Entries shown>
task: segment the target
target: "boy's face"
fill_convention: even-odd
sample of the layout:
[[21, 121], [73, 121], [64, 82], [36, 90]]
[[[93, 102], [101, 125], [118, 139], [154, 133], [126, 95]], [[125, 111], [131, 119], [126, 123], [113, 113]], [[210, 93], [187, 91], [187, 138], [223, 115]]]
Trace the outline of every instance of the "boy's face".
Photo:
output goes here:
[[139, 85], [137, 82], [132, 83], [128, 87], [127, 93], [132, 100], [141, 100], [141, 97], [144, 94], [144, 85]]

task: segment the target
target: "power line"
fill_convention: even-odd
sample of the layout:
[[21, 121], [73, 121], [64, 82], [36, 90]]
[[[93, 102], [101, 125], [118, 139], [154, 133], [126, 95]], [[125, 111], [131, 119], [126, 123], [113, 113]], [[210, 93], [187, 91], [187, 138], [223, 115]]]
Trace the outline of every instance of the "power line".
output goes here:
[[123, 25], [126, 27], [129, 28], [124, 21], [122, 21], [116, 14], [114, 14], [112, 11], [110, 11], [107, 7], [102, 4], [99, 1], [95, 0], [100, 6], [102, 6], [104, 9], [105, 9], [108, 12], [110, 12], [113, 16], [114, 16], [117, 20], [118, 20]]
---
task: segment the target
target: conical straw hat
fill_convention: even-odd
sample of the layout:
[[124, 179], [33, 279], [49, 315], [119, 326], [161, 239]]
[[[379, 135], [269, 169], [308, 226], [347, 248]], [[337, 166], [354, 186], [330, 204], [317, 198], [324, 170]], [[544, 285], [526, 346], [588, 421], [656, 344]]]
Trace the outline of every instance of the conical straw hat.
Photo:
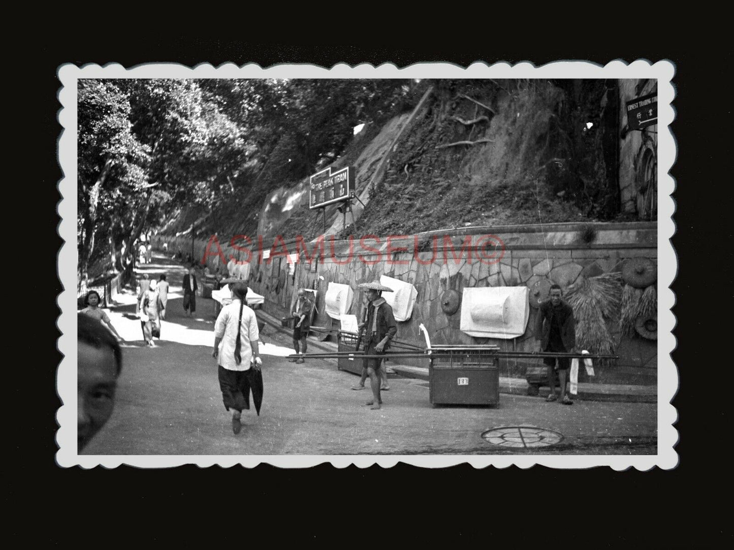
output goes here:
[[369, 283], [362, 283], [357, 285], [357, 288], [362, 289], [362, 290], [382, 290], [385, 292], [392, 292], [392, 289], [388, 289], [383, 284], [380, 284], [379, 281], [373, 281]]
* * *
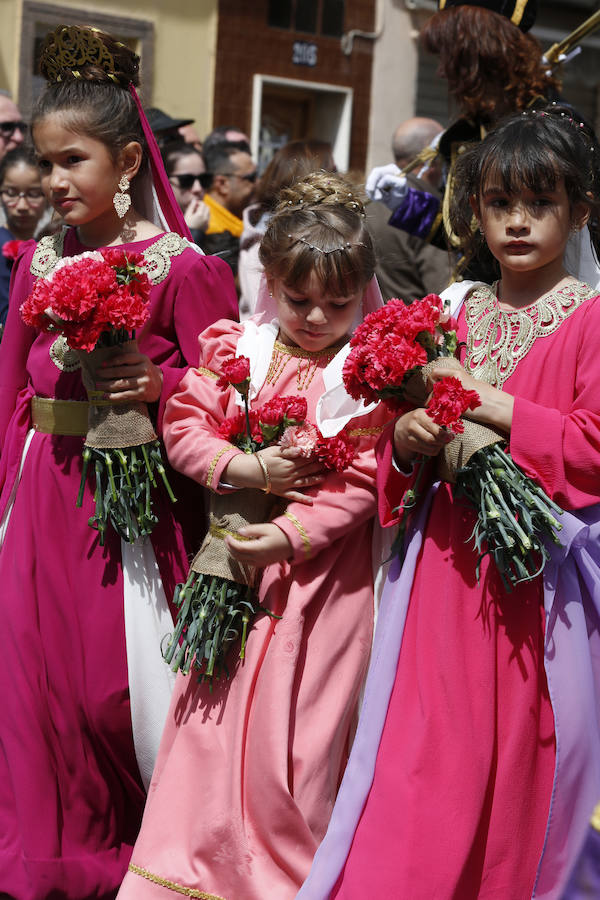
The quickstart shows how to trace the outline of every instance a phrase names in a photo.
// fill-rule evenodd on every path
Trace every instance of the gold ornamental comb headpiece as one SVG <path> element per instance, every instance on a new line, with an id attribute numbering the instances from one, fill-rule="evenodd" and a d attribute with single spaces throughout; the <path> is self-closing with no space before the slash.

Exercise>
Gather each line of the listing above that contains the string "every", treating uppercase and lowercase letters as distinct.

Exercise output>
Trace the outline of every instance of the "boy's face".
Trace the outline of every instance of the "power line".
Trace the outline of every instance of the conical straw hat.
The quickstart shows how to trace the outline of every instance a phrase names in a photo.
// fill-rule evenodd on every path
Trace every instance of the gold ornamental comb headpiece as one SVG <path> element per instance, every instance on a new line, with an id attribute numbering the instances from one, fill-rule="evenodd" and a d attribute with single spaces throughout; the <path> is self-closing with no space before the slash.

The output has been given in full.